Dataset entries:

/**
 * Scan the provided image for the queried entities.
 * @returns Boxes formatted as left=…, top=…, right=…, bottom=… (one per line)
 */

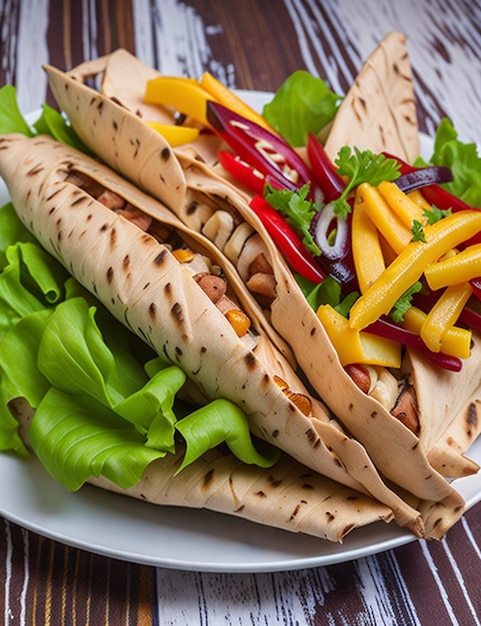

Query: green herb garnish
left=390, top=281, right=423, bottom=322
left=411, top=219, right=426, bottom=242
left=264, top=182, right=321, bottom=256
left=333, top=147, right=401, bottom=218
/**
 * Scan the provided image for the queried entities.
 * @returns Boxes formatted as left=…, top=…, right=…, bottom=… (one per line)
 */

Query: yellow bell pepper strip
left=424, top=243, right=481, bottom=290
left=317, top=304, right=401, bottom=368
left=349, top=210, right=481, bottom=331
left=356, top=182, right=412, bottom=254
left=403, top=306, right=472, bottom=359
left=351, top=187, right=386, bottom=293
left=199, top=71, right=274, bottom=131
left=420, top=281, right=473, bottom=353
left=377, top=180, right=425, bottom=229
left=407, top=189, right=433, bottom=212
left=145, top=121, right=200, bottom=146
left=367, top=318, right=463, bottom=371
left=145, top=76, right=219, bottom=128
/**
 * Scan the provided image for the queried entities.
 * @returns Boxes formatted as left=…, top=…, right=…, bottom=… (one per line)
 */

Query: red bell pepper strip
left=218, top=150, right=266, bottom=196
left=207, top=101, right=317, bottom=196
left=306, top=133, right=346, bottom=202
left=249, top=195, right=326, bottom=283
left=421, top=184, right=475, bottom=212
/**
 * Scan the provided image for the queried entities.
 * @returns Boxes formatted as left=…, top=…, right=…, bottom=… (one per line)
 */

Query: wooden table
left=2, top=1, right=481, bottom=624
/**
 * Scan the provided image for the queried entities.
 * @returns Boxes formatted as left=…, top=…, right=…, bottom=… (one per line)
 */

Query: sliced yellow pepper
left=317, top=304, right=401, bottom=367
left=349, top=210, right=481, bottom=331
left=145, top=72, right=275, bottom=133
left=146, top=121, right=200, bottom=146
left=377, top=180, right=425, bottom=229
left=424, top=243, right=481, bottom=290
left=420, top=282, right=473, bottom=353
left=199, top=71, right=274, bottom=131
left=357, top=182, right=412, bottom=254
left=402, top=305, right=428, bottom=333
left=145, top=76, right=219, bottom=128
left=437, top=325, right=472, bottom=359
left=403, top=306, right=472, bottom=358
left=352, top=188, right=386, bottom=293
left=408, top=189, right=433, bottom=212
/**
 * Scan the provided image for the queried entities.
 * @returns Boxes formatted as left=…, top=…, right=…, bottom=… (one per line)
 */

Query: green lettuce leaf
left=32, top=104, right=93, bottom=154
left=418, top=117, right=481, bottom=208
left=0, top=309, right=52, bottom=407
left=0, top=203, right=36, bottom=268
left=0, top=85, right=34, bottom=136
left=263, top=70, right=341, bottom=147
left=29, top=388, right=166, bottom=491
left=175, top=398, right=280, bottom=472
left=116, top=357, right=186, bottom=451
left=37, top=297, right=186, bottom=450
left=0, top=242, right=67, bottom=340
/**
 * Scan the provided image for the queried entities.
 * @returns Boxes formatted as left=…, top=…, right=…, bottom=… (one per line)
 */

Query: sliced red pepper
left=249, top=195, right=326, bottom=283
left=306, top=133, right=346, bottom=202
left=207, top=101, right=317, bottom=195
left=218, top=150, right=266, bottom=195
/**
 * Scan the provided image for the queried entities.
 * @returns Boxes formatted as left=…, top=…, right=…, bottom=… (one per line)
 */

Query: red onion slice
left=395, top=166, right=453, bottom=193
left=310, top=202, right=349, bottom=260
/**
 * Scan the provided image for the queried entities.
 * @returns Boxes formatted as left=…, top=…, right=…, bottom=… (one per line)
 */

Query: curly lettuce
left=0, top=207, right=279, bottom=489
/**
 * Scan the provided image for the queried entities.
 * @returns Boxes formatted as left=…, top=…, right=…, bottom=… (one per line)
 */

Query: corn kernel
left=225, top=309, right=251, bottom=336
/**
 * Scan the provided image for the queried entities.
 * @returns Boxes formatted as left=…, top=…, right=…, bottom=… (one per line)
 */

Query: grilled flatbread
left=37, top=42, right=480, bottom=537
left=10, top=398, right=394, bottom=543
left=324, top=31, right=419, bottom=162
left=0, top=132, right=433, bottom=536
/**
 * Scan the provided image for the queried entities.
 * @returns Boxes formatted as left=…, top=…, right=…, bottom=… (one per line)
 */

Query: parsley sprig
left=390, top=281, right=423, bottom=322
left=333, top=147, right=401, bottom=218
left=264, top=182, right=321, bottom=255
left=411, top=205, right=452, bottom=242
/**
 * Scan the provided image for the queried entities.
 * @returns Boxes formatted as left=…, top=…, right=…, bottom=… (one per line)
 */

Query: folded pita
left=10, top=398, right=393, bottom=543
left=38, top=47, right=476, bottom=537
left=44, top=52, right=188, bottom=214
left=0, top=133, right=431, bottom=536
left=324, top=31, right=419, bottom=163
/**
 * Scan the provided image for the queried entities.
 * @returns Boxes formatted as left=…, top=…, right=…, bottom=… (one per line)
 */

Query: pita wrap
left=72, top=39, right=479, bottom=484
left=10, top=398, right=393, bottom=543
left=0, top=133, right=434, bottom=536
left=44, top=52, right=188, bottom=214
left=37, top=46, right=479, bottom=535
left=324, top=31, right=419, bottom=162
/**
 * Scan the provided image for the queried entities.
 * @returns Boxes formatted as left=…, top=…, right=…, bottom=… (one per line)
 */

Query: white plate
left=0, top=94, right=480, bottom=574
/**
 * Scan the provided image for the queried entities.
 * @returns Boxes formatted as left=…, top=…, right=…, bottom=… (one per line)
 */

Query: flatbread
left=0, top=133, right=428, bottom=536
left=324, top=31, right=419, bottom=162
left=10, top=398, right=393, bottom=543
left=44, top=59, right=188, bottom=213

**WHAT THE TASK ASKS:** A verbatim copy of the entries, stripped of pictures, should be produced.

**TASK RESULT:**
/**
 * Scan the provided image for the queried entities.
 * @returns Boxes formatted as left=…, top=…, right=…, bottom=… (one per line)
 */


Query: green herb garnish
left=390, top=281, right=423, bottom=322
left=411, top=219, right=426, bottom=242
left=264, top=182, right=321, bottom=256
left=333, top=147, right=401, bottom=218
/**
 * Scan the provided image for the queried entities.
 * @returns Boxes formatted as left=…, top=…, right=…, bottom=… (one per line)
 */

Query: yellow bell pepper strip
left=424, top=243, right=481, bottom=290
left=317, top=304, right=401, bottom=368
left=349, top=210, right=481, bottom=331
left=356, top=182, right=412, bottom=254
left=403, top=306, right=472, bottom=359
left=351, top=187, right=386, bottom=293
left=199, top=71, right=274, bottom=131
left=420, top=281, right=473, bottom=353
left=377, top=180, right=425, bottom=229
left=407, top=189, right=433, bottom=212
left=145, top=121, right=200, bottom=146
left=367, top=318, right=463, bottom=371
left=145, top=76, right=219, bottom=128
/**
 * Scan the provided image for the queried entities.
 * @returns Boxes formatted as left=…, top=…, right=…, bottom=… (one per line)
 */

Query: red bell pepper strip
left=218, top=150, right=266, bottom=196
left=207, top=101, right=317, bottom=196
left=306, top=133, right=346, bottom=202
left=249, top=195, right=326, bottom=283
left=421, top=184, right=475, bottom=212
/**
 * Scan the provided image for the queried entities.
 * @returns Boxes formatted as left=…, top=…, right=…, bottom=… (one per line)
 */

Query: wooden table
left=2, top=1, right=481, bottom=624
/**
 * Scan the provided image for the queried entities.
 * @returns Boxes formatted as left=…, top=…, right=…, bottom=… (one per line)
 */

Query: sliced yellow pepper
left=317, top=304, right=401, bottom=367
left=349, top=210, right=481, bottom=331
left=145, top=72, right=275, bottom=133
left=146, top=121, right=200, bottom=146
left=377, top=180, right=425, bottom=229
left=424, top=243, right=481, bottom=290
left=420, top=282, right=473, bottom=353
left=199, top=71, right=274, bottom=131
left=357, top=182, right=412, bottom=254
left=402, top=305, right=428, bottom=333
left=145, top=76, right=219, bottom=128
left=437, top=325, right=472, bottom=359
left=403, top=306, right=472, bottom=358
left=352, top=188, right=386, bottom=293
left=408, top=189, right=433, bottom=212
/**
 * Scan the provided image for the queried entities.
 * @returns Boxes formatted as left=…, top=…, right=…, bottom=… (one per line)
 */

Query: green lettuce leaf
left=32, top=104, right=93, bottom=154
left=418, top=117, right=481, bottom=208
left=0, top=309, right=52, bottom=407
left=0, top=203, right=36, bottom=268
left=0, top=85, right=34, bottom=136
left=263, top=70, right=341, bottom=147
left=29, top=388, right=166, bottom=491
left=175, top=398, right=280, bottom=472
left=116, top=357, right=186, bottom=451
left=37, top=297, right=186, bottom=450
left=0, top=242, right=67, bottom=340
/**
 * Scan the provided image for the queried entities.
 * @returns Boxes formatted as left=…, top=…, right=…, bottom=… (one per line)
 */

Query: sliced red pepper
left=249, top=195, right=326, bottom=283
left=306, top=133, right=346, bottom=202
left=207, top=101, right=317, bottom=195
left=218, top=150, right=266, bottom=195
/**
 * Scan the provided image for the queried entities.
 * @returns Boxes formatted as left=…, top=…, right=…, bottom=… (one per line)
 */

Query: red onion slice
left=395, top=166, right=453, bottom=193
left=310, top=202, right=349, bottom=260
/**
 * Scan the provided image for the queried entities.
 * @returns Boxes formatted as left=…, top=…, right=…, bottom=… (one per line)
 */

Query: curly lettuce
left=0, top=207, right=279, bottom=489
/**
 * Scan the provided image for the queried entities.
 * @returns Boxes formatted as left=…, top=…, right=…, bottom=… (one per line)
 */

Query: corn kernel
left=225, top=309, right=251, bottom=336
/**
 * Scan the provided image for the queried entities.
 * @returns Boxes formatted as left=…, top=…, right=…, bottom=… (one per line)
 */

Query: grilled flatbread
left=37, top=42, right=480, bottom=537
left=10, top=398, right=394, bottom=543
left=324, top=31, right=419, bottom=162
left=0, top=132, right=433, bottom=536
/**
 * Scan the provided image for the queried entities.
 * @returns Boxes formatted as left=…, top=…, right=…, bottom=… (one per line)
 */

Query: parsley sprig
left=390, top=281, right=423, bottom=322
left=333, top=147, right=401, bottom=218
left=264, top=182, right=321, bottom=255
left=411, top=205, right=452, bottom=242
/**
 * Scan the provided image for the queried entities.
 * @returns Boxes formatted as left=…, top=…, right=…, bottom=… (one per line)
 */

Query: folded pita
left=10, top=398, right=393, bottom=543
left=38, top=47, right=476, bottom=537
left=44, top=52, right=188, bottom=214
left=0, top=133, right=431, bottom=536
left=324, top=31, right=419, bottom=163
/**
 * Scan the provided image for the queried entities.
 * @returns Boxes formatted as left=…, top=…, right=…, bottom=… (one per line)
 */

Query: pita wrap
left=72, top=39, right=479, bottom=484
left=10, top=398, right=393, bottom=543
left=0, top=133, right=434, bottom=536
left=44, top=52, right=188, bottom=214
left=37, top=46, right=479, bottom=535
left=324, top=31, right=419, bottom=162
/**
 * Scan the provided image for the queried entities.
 * @returns Boxes formatted as left=…, top=…, right=…, bottom=… (one per line)
 */

Query: white plate
left=0, top=94, right=480, bottom=574
/**
 * Scan the provided image for the queried entities.
 * @returns Boxes formatted as left=…, top=…, right=…, bottom=… (one per line)
 */

Query: flatbread
left=0, top=133, right=428, bottom=536
left=324, top=31, right=419, bottom=162
left=10, top=398, right=393, bottom=543
left=44, top=59, right=188, bottom=213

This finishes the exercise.